To do | Retype the records exactly, with nothing added or dropped.
** Opening The data block **
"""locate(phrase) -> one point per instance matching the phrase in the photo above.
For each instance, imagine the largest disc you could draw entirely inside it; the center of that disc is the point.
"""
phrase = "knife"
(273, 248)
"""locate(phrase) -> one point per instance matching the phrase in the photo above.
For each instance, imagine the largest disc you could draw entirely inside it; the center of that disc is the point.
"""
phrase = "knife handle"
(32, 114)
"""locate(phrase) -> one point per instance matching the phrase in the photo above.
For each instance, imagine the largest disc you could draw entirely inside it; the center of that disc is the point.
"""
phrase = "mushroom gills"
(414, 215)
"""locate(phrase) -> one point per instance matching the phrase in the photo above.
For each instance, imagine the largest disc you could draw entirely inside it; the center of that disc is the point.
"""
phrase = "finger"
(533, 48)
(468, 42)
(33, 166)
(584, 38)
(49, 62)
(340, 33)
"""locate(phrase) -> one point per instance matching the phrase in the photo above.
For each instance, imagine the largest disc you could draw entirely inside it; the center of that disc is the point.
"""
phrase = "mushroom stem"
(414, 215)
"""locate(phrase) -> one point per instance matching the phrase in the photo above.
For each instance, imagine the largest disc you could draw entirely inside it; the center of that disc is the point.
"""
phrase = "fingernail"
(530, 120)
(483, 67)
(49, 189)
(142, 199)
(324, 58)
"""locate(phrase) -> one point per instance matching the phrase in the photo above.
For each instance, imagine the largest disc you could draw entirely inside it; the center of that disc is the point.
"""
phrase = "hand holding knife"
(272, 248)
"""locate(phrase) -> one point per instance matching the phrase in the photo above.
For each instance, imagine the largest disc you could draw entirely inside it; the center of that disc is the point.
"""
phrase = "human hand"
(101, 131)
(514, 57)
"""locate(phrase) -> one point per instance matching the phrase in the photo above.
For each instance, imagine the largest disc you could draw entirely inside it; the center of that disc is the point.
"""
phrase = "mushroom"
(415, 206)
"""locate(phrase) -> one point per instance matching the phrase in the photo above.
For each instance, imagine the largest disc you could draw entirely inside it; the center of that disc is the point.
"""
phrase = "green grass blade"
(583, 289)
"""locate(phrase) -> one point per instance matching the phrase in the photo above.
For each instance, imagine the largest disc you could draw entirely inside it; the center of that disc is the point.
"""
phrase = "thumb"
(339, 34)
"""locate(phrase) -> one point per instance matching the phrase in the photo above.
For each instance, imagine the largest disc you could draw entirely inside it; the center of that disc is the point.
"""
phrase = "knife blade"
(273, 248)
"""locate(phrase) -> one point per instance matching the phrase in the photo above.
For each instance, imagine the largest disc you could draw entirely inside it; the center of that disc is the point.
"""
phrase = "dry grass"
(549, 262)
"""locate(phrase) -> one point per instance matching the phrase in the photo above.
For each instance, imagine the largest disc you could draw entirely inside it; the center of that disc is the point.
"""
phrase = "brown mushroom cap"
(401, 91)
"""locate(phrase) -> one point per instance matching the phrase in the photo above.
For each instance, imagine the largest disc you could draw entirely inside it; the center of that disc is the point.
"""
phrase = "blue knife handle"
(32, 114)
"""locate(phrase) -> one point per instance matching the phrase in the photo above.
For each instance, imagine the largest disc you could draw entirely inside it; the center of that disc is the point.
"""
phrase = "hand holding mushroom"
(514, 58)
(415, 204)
** Closing The data block **
Exercise solution |
"""locate(phrase) -> one point per instance matching the phrase in the photo above.
For each instance, imagine the largest disc you could draw entirely inside it; the center of that disc is the point.
"""
phrase = "knife"
(273, 248)
"""locate(phrase) -> one point per instance matching the phrase in the photo above.
For each instance, imagine the largest disc you could draw entirely inside it; the center of that disc is the point.
"""
phrase = "knife handle"
(32, 114)
"""locate(phrase) -> one point per instance matching the phrase in the photo above.
For each instance, imagine the largest disc you could draw entirely inside it; the center of that disc is the point.
"""
phrase = "mushroom gills"
(414, 215)
"""locate(phrase) -> one point per instance matching the phrase in the photo above.
For each instance, imagine the largest disc you could draw entirely inside it; the center of that disc is the point.
"""
phrase = "finger"
(533, 48)
(468, 42)
(33, 166)
(584, 38)
(49, 62)
(340, 33)
"""locate(phrase) -> one point per instance matching the phrase in the photo above.
For each instance, imagine the largest disc you could draw entirely inside it; the center of that disc is the point.
"""
phrase = "mushroom stem"
(414, 215)
"""locate(phrase) -> one point per instance matching the phrase in the photo above.
For each instance, imagine the largest disc you could draw entirely inside it; the center of that disc is the point.
"""
phrase = "fingernail"
(530, 120)
(483, 67)
(49, 189)
(142, 199)
(324, 58)
"""locate(phrase) -> one point per instance matching the phrase in the photo above.
For each instance, imagine the largest disc you could draw entirely inside it; the center of that disc is the point.
"""
phrase = "hand holding knife"
(272, 248)
"""locate(phrase) -> one point per instance matching the phrase in the photo above.
For each instance, imagine the largest disc you could draw entirely inside it; the center of that disc is the point.
"""
phrase = "human hand"
(101, 131)
(514, 57)
"""locate(phrase) -> one point per instance matching the phrase in the photo above.
For each instance, imagine the largest disc you could draw entirely inside it; the center of that disc is the point.
"""
phrase = "mushroom"
(415, 206)
"""locate(phrase) -> one point per instance matching the phrase in the photo above.
For each instance, imagine the largest disc you could draw entirely inside it; the center of that disc is the point.
"""
phrase = "green grass blade"
(583, 289)
"""locate(phrase) -> one point per instance matching the phrase in the photo above.
For each instance, imagine the largest disc you could draw entirely inside it; the center of that disc is the point.
"""
phrase = "thumb"
(339, 34)
"""locate(phrase) -> one point per instance matching the phrase in the photo above.
For each instance, imagine the largest disc you could draw entirely inside it; the center of that disc is the point.
"""
phrase = "knife blade"
(273, 248)
"""locate(phrase) -> one point per instance matching the phrase in the photo above.
For each instance, imagine the largest disc you could draw entirely inside it; the center of that disc is the point.
"""
phrase = "dry grass"
(549, 262)
"""locate(phrase) -> one point per instance matching the phrase in the photo above.
For each instance, imagine the largest disc you could draw entirely inside it; the center of that disc is the point.
"""
phrase = "brown mushroom cap"
(401, 91)
"""locate(phrase) -> one point per instance matching the phrase in the photo above.
For each instance, imagine the largest disc you could draw entirely inside it; the center of that disc is the point.
"""
phrase = "blue knife handle"
(32, 114)
"""locate(phrase) -> one point per instance matching the phrase in the photo above.
For each instance, imagine the largest disc you could draw entirely inside it; the center of that disc is the point.
"""
phrase = "hand holding mushroom"
(514, 58)
(415, 204)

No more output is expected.